TASK DETAILS: Locate every line in the data below that contains the word "brown" and copy each of those lines.
** start **
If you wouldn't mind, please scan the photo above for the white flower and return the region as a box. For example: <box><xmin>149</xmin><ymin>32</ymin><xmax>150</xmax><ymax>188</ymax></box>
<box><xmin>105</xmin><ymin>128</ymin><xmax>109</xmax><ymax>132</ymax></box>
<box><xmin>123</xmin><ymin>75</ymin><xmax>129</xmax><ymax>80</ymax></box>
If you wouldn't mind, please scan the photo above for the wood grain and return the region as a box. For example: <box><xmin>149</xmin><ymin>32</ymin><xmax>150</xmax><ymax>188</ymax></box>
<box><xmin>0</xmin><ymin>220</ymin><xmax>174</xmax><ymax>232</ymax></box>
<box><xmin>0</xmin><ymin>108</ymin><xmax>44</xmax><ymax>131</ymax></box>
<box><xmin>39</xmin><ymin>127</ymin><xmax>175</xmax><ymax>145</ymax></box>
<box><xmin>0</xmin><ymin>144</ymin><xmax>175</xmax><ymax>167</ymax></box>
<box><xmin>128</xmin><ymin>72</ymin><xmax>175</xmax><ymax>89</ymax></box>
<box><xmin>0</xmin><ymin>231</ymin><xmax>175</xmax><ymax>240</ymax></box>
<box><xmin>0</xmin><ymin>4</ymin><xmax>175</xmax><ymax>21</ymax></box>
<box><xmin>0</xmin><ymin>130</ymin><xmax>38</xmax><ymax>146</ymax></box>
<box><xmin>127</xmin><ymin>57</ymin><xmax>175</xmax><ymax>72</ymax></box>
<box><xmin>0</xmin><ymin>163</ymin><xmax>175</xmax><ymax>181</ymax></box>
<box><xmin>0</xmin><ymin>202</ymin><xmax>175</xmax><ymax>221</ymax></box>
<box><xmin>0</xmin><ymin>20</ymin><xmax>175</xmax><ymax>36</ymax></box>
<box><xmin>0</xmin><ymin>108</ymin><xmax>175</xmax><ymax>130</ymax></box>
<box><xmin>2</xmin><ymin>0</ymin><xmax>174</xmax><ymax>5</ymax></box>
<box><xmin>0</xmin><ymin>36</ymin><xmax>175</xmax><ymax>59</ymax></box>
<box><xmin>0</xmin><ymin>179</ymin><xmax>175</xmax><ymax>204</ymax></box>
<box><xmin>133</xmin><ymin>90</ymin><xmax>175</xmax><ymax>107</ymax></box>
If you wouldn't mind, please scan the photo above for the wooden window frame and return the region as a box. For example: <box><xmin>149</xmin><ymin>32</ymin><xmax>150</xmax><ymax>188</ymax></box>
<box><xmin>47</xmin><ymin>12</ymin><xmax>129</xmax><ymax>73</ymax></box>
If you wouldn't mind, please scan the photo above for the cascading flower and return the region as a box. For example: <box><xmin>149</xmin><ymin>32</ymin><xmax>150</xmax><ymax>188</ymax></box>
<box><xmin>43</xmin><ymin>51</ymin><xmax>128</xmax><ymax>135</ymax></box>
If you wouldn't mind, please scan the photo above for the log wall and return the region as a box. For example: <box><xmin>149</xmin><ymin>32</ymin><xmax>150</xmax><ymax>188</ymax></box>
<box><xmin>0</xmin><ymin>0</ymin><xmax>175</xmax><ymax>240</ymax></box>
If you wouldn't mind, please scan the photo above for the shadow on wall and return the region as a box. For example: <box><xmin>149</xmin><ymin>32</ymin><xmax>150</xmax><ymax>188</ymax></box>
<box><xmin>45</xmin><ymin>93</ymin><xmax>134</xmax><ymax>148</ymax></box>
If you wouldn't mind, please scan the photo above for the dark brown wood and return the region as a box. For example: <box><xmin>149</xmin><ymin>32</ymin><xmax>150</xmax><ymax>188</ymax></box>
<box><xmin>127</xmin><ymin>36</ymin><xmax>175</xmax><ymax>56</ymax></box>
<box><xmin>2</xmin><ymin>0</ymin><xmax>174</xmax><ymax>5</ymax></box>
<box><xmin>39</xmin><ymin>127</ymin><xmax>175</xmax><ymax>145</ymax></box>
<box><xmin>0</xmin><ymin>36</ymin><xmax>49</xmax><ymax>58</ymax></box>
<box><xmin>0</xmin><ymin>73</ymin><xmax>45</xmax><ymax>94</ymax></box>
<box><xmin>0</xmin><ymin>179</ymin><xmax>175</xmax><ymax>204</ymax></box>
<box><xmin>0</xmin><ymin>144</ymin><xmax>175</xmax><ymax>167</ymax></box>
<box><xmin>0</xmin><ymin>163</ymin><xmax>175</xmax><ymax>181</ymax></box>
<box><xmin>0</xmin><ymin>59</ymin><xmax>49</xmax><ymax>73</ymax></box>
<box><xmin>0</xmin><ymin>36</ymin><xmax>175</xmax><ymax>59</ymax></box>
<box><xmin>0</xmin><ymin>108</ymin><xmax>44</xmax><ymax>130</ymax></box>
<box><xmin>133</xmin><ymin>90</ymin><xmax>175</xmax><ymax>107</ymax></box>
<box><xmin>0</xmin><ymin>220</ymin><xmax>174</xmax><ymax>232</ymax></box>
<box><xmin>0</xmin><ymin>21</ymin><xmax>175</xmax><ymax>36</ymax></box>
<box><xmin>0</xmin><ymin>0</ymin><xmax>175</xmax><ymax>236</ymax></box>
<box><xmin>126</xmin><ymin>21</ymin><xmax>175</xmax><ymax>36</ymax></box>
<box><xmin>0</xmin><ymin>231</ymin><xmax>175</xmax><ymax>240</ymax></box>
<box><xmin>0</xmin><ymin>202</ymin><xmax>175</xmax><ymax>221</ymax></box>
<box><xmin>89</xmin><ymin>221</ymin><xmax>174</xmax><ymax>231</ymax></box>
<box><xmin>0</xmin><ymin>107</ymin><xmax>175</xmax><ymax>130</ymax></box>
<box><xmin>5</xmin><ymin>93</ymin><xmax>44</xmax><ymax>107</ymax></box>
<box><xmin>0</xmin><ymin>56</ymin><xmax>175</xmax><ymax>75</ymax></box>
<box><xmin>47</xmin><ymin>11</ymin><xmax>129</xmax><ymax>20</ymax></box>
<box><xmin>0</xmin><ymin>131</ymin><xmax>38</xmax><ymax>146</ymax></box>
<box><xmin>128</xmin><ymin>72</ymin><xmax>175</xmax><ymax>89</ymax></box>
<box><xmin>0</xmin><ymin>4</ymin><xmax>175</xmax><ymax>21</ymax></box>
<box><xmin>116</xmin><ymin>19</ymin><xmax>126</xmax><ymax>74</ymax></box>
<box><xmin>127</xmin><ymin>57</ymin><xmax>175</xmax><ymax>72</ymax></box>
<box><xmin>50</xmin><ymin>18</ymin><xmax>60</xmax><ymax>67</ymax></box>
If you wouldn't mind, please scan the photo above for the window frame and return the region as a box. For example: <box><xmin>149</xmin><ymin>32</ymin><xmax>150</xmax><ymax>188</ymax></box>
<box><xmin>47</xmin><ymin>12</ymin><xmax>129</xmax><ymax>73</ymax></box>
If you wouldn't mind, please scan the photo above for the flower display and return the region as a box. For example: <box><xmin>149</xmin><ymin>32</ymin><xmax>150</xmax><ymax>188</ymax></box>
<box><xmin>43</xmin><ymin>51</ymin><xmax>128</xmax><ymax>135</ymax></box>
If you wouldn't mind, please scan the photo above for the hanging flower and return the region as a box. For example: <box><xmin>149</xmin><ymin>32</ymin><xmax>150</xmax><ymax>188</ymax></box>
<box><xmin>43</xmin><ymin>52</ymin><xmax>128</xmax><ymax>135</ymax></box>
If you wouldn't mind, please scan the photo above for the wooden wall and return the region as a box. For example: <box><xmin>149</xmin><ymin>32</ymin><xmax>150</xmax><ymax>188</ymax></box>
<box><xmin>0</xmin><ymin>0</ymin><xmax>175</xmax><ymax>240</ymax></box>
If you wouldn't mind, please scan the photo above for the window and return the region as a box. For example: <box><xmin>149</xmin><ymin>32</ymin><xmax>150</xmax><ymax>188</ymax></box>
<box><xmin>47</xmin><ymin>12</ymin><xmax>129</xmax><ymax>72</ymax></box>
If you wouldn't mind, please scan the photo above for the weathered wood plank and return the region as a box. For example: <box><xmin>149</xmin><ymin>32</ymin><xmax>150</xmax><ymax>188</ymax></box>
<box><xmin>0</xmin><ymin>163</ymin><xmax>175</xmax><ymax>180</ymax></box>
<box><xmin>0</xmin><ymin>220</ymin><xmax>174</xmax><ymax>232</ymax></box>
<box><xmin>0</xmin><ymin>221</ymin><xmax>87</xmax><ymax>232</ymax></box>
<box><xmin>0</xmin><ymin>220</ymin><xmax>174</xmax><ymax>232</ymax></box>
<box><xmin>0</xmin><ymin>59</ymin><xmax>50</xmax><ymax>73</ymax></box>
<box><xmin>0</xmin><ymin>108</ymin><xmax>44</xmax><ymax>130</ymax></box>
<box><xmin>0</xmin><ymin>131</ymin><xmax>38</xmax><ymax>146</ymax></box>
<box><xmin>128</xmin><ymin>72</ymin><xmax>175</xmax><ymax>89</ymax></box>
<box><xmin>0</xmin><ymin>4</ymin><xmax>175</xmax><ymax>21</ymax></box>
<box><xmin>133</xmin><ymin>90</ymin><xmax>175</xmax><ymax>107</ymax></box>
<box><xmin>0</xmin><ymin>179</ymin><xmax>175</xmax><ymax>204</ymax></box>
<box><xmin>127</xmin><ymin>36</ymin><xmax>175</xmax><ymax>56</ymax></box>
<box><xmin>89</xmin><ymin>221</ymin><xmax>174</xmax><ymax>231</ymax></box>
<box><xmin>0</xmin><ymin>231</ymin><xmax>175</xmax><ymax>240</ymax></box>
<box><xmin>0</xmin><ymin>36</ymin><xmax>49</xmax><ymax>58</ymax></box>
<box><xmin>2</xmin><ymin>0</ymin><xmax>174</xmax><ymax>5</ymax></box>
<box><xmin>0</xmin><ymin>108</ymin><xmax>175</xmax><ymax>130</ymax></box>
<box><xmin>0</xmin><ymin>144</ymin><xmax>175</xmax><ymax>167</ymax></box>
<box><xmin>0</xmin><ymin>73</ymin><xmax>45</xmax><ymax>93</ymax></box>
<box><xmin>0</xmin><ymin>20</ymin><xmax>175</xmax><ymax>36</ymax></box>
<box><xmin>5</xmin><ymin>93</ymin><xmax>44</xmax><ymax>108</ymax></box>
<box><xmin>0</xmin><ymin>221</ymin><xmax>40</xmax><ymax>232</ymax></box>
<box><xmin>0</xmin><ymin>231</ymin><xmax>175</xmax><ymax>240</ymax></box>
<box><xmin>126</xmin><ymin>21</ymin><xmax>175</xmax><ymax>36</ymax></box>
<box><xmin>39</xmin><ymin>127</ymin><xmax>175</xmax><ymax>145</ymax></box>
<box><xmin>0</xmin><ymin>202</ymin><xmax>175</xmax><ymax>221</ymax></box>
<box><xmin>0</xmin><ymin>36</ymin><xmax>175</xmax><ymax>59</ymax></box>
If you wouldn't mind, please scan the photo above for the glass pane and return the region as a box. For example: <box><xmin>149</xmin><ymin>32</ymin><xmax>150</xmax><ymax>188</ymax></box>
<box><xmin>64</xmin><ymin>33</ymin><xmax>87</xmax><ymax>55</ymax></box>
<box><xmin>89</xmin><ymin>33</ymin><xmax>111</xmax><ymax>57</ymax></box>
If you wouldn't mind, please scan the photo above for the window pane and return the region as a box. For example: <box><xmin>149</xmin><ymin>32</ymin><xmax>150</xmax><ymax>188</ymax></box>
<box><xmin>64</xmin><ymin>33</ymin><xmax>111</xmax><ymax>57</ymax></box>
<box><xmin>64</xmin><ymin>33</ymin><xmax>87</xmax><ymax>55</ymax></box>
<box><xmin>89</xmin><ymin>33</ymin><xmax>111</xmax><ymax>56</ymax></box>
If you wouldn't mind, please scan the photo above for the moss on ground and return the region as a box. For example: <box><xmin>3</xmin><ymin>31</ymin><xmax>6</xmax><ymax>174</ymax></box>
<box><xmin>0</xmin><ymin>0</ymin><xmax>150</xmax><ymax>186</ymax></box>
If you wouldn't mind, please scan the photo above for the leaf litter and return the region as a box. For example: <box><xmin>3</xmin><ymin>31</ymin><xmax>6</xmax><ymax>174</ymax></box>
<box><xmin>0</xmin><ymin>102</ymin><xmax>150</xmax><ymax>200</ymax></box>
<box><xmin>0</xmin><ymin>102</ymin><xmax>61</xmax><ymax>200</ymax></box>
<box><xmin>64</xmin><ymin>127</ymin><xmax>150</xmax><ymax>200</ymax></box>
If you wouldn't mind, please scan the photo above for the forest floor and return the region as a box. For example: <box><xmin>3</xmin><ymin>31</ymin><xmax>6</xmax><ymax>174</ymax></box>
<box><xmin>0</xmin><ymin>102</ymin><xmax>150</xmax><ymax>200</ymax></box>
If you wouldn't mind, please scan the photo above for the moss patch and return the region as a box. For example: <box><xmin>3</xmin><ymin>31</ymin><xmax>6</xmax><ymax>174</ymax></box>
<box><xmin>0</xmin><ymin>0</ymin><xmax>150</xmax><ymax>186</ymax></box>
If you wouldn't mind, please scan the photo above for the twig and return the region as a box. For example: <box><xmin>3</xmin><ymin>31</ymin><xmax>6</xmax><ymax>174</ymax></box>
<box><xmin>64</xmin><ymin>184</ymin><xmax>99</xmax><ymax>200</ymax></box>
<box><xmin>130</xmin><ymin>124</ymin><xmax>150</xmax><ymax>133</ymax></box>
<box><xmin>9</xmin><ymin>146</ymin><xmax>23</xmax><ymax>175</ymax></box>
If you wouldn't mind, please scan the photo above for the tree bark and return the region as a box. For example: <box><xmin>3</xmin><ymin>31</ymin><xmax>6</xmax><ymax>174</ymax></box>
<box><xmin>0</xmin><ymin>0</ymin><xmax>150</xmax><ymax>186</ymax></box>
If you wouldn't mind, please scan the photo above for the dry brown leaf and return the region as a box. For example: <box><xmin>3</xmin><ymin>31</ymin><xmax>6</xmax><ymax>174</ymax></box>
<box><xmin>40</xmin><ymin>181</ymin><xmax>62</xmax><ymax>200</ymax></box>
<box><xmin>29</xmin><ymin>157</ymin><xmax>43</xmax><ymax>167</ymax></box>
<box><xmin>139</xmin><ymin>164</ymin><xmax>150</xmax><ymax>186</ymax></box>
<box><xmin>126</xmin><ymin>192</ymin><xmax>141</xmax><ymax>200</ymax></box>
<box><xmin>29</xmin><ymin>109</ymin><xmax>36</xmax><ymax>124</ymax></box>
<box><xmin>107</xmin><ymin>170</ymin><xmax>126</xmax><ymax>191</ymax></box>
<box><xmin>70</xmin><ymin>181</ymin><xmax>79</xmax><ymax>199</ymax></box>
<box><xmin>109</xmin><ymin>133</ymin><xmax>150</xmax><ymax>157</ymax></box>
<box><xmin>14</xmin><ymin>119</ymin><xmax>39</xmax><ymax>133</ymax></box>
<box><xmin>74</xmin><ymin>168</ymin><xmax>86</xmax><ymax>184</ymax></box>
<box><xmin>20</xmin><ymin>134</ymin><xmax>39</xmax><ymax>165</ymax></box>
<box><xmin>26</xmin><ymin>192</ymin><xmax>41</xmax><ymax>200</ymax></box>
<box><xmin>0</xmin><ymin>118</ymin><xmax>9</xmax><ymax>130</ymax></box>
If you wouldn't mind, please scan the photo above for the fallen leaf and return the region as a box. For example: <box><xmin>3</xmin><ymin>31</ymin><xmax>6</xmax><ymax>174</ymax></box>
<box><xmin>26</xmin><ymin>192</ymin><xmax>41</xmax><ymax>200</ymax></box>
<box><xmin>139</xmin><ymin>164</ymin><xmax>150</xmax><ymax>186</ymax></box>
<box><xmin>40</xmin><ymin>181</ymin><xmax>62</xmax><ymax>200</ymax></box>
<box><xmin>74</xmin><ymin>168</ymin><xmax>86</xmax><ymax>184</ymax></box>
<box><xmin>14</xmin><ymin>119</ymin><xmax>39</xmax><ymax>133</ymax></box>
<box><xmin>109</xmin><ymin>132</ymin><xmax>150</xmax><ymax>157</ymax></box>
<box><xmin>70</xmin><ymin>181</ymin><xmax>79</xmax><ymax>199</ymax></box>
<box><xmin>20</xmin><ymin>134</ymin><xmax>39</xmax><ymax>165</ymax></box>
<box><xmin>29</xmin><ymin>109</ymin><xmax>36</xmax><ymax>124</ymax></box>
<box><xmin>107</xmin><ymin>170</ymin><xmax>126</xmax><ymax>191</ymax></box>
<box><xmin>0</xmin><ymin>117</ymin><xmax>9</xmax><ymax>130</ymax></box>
** end **
TASK RESULT:
If you wouldn't mind, please scan the photo above for the dark brown wood and return the region as a box. For example: <box><xmin>149</xmin><ymin>32</ymin><xmax>150</xmax><ymax>188</ymax></box>
If you wouldn't mind, please scan the photo above for the dry brown leaf and return the region as a box. For example: <box><xmin>3</xmin><ymin>31</ymin><xmax>6</xmax><ymax>174</ymax></box>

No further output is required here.